WORK TASK
Restate every line of the material, word for word.
┄┄┄┄┄┄┄┄┄┄┄┄┄┄┄┄┄┄┄┄
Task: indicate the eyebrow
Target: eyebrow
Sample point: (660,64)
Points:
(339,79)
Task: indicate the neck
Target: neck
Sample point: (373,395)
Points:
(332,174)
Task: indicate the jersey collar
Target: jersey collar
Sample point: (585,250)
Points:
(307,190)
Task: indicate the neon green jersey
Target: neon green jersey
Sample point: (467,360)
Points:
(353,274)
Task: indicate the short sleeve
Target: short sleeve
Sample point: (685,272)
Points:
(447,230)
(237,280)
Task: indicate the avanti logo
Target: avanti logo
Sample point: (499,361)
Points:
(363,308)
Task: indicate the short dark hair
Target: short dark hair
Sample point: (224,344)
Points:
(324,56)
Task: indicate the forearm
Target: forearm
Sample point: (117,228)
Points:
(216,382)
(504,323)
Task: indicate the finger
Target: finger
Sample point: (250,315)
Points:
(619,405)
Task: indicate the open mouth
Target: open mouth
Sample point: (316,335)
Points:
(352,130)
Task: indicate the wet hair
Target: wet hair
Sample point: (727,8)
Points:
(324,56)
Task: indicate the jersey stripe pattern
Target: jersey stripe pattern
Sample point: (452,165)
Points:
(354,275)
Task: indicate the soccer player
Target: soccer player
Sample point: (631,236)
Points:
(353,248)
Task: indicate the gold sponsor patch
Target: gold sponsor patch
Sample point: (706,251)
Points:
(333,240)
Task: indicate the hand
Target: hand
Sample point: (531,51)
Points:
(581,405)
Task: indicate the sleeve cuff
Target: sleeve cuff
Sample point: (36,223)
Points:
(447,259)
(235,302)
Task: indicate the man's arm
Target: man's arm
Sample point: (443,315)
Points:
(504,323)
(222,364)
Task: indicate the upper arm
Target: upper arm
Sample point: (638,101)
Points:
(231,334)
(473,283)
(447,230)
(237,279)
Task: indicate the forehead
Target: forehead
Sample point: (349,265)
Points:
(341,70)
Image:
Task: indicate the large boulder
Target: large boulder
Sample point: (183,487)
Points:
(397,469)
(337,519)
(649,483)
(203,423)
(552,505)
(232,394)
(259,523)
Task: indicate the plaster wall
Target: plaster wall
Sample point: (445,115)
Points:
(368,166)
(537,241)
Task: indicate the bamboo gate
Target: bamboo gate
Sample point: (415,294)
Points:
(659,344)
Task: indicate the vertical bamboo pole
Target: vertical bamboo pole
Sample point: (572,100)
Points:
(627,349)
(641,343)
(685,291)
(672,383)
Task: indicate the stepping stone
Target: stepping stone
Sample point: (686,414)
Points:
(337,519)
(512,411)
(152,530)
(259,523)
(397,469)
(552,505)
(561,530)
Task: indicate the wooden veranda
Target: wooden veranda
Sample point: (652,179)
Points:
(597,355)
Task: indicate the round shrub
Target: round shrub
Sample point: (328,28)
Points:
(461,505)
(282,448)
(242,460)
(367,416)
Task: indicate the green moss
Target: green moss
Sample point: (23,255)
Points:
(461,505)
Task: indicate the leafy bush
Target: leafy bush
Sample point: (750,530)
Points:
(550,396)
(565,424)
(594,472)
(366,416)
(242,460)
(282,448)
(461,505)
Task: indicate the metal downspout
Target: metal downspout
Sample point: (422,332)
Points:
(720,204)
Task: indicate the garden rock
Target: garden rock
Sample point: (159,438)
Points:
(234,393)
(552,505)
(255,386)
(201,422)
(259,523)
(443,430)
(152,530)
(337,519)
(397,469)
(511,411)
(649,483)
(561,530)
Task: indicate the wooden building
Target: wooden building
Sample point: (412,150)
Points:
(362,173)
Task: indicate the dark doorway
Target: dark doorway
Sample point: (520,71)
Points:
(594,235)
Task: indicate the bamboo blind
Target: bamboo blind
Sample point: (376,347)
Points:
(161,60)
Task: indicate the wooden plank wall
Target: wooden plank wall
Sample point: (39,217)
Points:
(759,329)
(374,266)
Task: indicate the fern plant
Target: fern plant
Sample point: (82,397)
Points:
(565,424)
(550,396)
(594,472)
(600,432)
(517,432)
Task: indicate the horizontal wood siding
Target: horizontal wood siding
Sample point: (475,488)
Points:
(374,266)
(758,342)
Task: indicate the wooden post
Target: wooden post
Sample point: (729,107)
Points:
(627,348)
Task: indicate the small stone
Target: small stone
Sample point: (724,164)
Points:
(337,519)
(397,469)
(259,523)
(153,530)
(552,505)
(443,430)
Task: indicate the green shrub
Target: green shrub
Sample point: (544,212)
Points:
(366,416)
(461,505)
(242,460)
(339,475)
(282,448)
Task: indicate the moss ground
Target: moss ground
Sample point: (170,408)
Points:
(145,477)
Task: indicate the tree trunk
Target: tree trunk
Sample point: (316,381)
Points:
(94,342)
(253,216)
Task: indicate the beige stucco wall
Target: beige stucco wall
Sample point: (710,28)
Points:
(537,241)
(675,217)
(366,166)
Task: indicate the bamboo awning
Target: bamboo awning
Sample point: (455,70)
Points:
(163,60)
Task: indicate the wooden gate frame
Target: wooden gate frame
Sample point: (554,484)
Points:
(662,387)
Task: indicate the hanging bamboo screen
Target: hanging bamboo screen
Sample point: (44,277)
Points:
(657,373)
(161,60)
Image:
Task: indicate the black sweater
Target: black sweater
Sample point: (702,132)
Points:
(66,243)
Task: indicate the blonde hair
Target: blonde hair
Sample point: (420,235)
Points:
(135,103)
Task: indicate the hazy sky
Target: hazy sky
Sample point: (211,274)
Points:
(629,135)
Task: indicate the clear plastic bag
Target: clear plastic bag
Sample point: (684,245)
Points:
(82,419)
┄┄┄┄┄┄┄┄┄┄┄┄┄┄┄┄┄┄┄┄
REPLY
Task: indicate the eyebrow
Target: eyebrow
Sample point: (660,64)
Points:
(339,79)
Task: indicate the neck
Target: neck
Sample point: (373,395)
Points:
(332,174)
Task: indicate the jersey collar
Target: jersey collar
Sample point: (585,250)
Points:
(307,190)
Task: indicate the neon green jersey
Target: neon green jersey
Sample point: (467,360)
Points:
(353,274)
Task: indicate the short sleeve
Target: short sleeve
Sample point: (685,272)
Points:
(447,230)
(237,280)
Task: indicate the avanti logo
Target: avanti logo
Sample point: (499,361)
Points:
(363,308)
Task: indicate the short dark hair
Target: short dark hair
Sample point: (224,344)
Points:
(324,56)
Task: indicate the forearm
Target: forearm
Sample point: (117,228)
Points:
(216,382)
(504,323)
Task: indicate the finger
Target: finger
Sample point: (250,315)
Points:
(619,405)
Task: indicate the open mouth
Target: open mouth
Sample point: (316,335)
Points:
(352,130)
Task: indicate the wet hair
Target: wet hair
Sample point: (727,8)
Points:
(324,56)
Task: indicate the jersey stripe pattern
Target: jersey stripe pattern
Sample point: (452,165)
Points:
(354,275)
Task: indicate the soccer player
Target: soccer player
Sample point: (631,236)
Points:
(353,248)
Task: indicate the gold sponsor patch
Target: gold sponsor patch
Sample point: (706,251)
Points:
(333,240)
Task: indicate the hand
Target: hand
Sample point: (531,51)
Points:
(581,405)
Task: indicate the sleeve cuff
Target: sleeve cuff
Sample point: (36,223)
Points:
(447,259)
(235,302)
Task: indicate the man's arm
Target: man's arm
Sample point: (443,315)
Points:
(504,323)
(222,364)
Task: indicate the upper arm
Target: upper arm
Sample point: (638,101)
Points:
(231,334)
(473,283)
(447,230)
(237,279)
Task: indicate the forehead
Target: forehead
Sample point: (349,265)
Points:
(341,70)
Image:
Task: indicate the large boulder
Target: large boulder
Sample point: (183,487)
Points:
(397,469)
(337,519)
(649,483)
(203,423)
(552,505)
(232,394)
(259,523)
Task: indicate the plaster wall
Target: plaster wall
Sample point: (445,115)
Points:
(368,166)
(537,241)
Task: indicate the bamboo gate
Target: bamboo gate
Sample point: (415,294)
Points:
(659,344)
Task: indicate the vertical bamboo pole
Target: vertical bamboo pole
Sample point: (572,100)
Points:
(627,349)
(641,343)
(685,291)
(672,383)
Task: indicate the stepping stone
Target: stepping stone
Sample point: (686,414)
Points:
(337,519)
(512,411)
(152,530)
(259,523)
(397,469)
(552,505)
(561,530)
Task: indicate the wooden veranda
Target: wooden veranda
Sample point: (652,179)
Points:
(597,355)
Task: indicate the round shrub
Target: round shrub
Sample point: (328,28)
Points:
(461,505)
(282,448)
(242,460)
(367,416)
Task: indicate the green moss
Target: green moss
Sample point: (23,255)
Points:
(461,505)
Task: indicate the leafy bush
Target: leafy bush
Sample point: (750,530)
Points:
(550,396)
(565,424)
(594,472)
(366,416)
(242,460)
(282,448)
(461,505)
Task: indicate the metal downspout
Target: metal downspout
Sample point: (422,332)
Points:
(720,204)
Task: indicate the garden rock
Target: garden rock
Sample point: (159,438)
Points:
(234,393)
(552,505)
(255,386)
(201,422)
(259,523)
(443,430)
(152,530)
(337,519)
(397,469)
(511,411)
(649,483)
(561,530)
Task: indicate the wooden building
Target: wooden building
Sample point: (412,150)
Points:
(362,173)
Task: indicate the dark doorway
Target: dark doorway
Sample point: (520,71)
Points:
(594,235)
Task: indicate the bamboo blind
Target: bamboo blind
Sample point: (376,347)
Points:
(161,60)
Task: indicate the wooden plank wall
Target: wooden plank wall
Sample point: (39,217)
Points:
(759,329)
(374,266)
Task: indicate the fern plant
Target: fern plant
Sample point: (82,397)
Points:
(565,424)
(550,396)
(594,472)
(600,432)
(517,432)
Task: indicate the horizontal wood siding
Target: horizontal wood siding
Sample point: (475,488)
Points:
(374,266)
(758,342)
Task: indicate the wooden post
Target: wooden post
Sample point: (729,107)
Points:
(627,348)
Task: indicate the small stone
Target: small stone
Sample point: (724,164)
Points:
(337,519)
(397,469)
(259,523)
(153,530)
(552,505)
(443,430)
Task: indicate the green shrub
Target: green shrub
Sample point: (544,212)
Points:
(366,416)
(461,505)
(242,460)
(339,475)
(282,448)
Task: indicate the moss ground
Target: moss ground
Sample point: (170,408)
Points:
(145,477)
Task: indicate the tree trunk
Target: tree trunk
Sample point: (316,381)
Points:
(94,342)
(253,216)
Task: indicate the beige stucco wall
Target: beige stucco wall
Sample point: (710,28)
Points:
(537,241)
(675,217)
(366,166)
Task: indicate the bamboo awning
Target: bamboo awning
Sample point: (455,70)
Points:
(163,60)
Task: indicate the wooden gate frame
Target: wooden gate frame
Sample point: (554,484)
Points:
(662,387)
Task: indicate the hanging bamboo screen
Target: hanging bamboo screen
Sample point: (44,277)
Points:
(657,373)
(161,60)
Image:
Task: indicate the black sweater
Target: black sweater
Sample point: (702,132)
Points:
(66,243)
Task: indicate the blonde hair
Target: blonde hair
Sample point: (420,235)
Points:
(135,103)
Task: indicate the hazy sky
Target: hazy sky
Sample point: (211,274)
Points:
(629,135)
Task: indicate the clear plastic bag
Target: clear plastic bag
Sample point: (684,245)
Points:
(82,419)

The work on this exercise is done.